| Assignment |
Only the lines from the one containing "Provide the location of every instance of the woman in green" through the last line of the material should be returned, each exactly as it stands.

| Dataset content |
______________________________

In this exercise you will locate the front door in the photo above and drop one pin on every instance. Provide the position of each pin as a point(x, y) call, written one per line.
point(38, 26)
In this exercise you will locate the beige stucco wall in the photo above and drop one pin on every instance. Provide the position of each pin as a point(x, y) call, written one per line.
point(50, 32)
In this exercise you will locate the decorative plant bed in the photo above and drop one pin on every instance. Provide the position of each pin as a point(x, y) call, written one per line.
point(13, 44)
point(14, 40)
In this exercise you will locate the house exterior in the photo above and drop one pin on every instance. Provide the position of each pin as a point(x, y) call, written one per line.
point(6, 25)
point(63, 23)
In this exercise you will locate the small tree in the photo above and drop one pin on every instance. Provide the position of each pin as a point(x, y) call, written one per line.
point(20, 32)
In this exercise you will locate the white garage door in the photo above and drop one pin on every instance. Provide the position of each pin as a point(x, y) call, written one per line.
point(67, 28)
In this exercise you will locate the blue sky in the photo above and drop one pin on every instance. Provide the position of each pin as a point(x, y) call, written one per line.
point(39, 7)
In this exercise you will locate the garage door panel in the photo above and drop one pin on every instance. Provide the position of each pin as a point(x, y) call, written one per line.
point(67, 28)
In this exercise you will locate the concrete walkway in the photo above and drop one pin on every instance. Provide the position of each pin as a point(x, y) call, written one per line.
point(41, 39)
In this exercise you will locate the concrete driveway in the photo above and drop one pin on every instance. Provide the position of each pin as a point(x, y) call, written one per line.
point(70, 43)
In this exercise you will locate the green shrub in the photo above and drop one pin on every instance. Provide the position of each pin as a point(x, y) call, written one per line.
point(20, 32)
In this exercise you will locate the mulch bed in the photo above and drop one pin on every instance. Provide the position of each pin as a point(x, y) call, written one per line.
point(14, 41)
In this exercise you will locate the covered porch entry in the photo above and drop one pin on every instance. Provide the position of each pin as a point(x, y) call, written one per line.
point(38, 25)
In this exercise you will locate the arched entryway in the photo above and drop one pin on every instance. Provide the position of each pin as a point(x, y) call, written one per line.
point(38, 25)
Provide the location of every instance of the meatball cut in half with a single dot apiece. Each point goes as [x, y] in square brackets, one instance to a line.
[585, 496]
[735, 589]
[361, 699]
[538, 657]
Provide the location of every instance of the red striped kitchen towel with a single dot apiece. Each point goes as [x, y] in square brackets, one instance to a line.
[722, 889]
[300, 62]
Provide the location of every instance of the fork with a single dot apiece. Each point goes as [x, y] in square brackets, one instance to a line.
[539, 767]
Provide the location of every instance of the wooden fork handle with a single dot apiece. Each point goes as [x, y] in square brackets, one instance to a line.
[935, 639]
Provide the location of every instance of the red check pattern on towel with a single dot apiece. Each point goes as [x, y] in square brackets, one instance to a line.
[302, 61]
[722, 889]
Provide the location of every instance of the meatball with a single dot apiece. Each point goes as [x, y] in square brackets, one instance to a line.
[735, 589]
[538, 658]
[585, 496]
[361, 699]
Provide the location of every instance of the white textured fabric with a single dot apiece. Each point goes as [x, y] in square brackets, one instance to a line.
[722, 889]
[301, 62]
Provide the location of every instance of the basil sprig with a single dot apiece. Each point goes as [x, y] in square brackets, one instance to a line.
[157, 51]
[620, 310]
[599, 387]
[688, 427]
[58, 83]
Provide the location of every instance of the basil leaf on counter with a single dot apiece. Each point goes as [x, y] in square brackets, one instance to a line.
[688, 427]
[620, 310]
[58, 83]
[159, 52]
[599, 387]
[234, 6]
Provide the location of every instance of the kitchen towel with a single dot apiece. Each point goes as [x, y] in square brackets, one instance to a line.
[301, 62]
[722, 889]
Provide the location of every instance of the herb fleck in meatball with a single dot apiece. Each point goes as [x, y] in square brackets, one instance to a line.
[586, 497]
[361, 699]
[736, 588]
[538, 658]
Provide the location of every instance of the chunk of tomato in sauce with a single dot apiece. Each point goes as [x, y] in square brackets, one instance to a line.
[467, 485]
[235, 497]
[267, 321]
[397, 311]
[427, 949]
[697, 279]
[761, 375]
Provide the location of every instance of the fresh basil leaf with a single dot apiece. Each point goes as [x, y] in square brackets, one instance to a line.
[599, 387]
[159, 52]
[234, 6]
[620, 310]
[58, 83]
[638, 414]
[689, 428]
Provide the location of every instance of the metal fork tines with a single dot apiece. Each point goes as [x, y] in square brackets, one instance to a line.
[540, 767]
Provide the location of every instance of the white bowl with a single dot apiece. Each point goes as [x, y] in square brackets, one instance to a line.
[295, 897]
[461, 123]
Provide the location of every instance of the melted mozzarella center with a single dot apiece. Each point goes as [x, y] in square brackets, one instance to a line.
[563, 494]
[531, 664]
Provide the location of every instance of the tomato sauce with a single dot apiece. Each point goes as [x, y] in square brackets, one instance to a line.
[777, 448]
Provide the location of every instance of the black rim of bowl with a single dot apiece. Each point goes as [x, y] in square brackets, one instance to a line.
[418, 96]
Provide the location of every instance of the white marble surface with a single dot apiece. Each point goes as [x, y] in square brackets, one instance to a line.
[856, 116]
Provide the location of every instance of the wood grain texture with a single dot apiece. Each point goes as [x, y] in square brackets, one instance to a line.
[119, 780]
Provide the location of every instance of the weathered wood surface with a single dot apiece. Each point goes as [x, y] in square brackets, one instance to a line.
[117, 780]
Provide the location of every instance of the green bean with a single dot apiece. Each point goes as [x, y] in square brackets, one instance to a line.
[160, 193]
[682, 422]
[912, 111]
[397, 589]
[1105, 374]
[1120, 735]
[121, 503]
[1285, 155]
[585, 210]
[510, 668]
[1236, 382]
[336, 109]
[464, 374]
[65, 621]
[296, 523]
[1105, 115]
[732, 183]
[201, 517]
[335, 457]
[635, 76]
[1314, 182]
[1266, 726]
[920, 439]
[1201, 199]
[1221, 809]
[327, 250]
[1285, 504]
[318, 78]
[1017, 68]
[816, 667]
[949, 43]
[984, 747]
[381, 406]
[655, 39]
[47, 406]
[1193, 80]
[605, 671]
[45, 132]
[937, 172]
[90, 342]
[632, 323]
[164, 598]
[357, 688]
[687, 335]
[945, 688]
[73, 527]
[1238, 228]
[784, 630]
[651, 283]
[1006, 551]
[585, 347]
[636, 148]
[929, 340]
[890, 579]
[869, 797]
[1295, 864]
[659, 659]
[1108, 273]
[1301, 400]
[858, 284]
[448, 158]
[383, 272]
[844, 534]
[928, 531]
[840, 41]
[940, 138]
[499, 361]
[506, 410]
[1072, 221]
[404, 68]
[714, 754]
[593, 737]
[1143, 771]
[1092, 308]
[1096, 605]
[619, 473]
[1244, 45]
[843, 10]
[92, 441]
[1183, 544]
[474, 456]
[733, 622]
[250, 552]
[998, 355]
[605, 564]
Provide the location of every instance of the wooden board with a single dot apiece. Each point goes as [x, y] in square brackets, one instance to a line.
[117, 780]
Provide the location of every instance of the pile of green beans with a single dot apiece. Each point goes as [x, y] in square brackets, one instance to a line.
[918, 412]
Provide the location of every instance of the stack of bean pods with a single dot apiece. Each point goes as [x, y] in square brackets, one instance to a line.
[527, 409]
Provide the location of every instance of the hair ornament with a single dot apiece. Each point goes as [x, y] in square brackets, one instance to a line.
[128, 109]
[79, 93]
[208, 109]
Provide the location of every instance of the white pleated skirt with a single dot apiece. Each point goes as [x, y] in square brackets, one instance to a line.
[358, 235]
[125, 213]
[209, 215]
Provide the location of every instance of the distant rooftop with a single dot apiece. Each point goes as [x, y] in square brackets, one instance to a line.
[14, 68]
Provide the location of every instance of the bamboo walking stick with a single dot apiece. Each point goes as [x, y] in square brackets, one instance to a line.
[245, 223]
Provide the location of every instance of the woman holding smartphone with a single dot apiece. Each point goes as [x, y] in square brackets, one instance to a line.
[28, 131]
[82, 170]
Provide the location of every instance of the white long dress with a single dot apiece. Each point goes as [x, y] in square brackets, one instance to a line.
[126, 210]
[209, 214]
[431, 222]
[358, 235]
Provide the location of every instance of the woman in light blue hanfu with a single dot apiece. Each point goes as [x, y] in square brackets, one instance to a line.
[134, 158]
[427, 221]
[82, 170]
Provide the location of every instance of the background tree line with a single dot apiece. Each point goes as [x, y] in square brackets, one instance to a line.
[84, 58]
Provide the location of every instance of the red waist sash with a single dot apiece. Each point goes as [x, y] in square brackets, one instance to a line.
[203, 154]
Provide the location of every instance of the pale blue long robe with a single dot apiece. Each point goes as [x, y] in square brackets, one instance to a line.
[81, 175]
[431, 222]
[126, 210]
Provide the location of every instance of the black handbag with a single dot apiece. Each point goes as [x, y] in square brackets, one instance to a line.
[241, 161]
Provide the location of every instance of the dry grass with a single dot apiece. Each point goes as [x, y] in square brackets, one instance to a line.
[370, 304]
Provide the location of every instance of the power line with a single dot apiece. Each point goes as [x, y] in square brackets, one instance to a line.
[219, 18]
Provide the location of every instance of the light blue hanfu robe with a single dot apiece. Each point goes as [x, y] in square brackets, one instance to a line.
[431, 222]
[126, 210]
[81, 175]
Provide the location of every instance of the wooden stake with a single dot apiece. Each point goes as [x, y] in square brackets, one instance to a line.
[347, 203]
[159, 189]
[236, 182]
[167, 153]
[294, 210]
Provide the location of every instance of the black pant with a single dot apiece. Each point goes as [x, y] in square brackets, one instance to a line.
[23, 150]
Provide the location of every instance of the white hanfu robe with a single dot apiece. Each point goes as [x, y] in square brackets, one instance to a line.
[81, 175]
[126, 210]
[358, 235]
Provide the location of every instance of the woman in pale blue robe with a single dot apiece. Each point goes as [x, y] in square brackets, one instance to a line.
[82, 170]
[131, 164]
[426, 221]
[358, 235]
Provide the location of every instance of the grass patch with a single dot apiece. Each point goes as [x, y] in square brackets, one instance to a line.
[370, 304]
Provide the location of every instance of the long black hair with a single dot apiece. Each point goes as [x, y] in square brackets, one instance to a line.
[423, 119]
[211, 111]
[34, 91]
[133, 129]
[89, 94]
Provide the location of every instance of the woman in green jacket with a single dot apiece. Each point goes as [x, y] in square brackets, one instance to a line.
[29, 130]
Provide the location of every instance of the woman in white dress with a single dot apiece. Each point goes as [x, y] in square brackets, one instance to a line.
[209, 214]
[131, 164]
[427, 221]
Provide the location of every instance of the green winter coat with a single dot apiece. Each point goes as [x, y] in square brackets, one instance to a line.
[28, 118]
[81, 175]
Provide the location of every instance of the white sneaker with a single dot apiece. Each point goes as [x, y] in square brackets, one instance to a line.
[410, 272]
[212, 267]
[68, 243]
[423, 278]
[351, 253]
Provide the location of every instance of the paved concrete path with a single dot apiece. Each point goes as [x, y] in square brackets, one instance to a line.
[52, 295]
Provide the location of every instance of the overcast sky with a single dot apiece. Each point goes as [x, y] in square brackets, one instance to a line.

______________________________

| Exercise response |
Provide the location of every instance of the woman in green jacket with a single dot apiece. Each point goes as [x, y] in square brackets, one instance to a line.
[29, 130]
Provide the location of every instance of the woman in white dress with a single dot apiece. Each point goes as [x, y] in square brackets, one instance to a line.
[209, 214]
[131, 164]
[427, 221]
Provide the location of every instance of the green winter coat with a single dot apiece. Each point goes as [x, y] in square brackets, one instance to a line.
[28, 118]
[81, 175]
Provide the location of every instance of the white sneaker with a single dot apiece. Each point goes as [x, y] in square brackets, one instance to a line.
[410, 272]
[212, 267]
[68, 243]
[423, 278]
[351, 253]
Provide the location of every instance of the paved concrete path with a single dot apiece. Each point goes as [x, y] in square brackets, one instance to a line.
[52, 295]
Provide the location of every instance of the overcast sky with a single dot apiece. Each point goes as [x, y] in square brackets, one instance to a line.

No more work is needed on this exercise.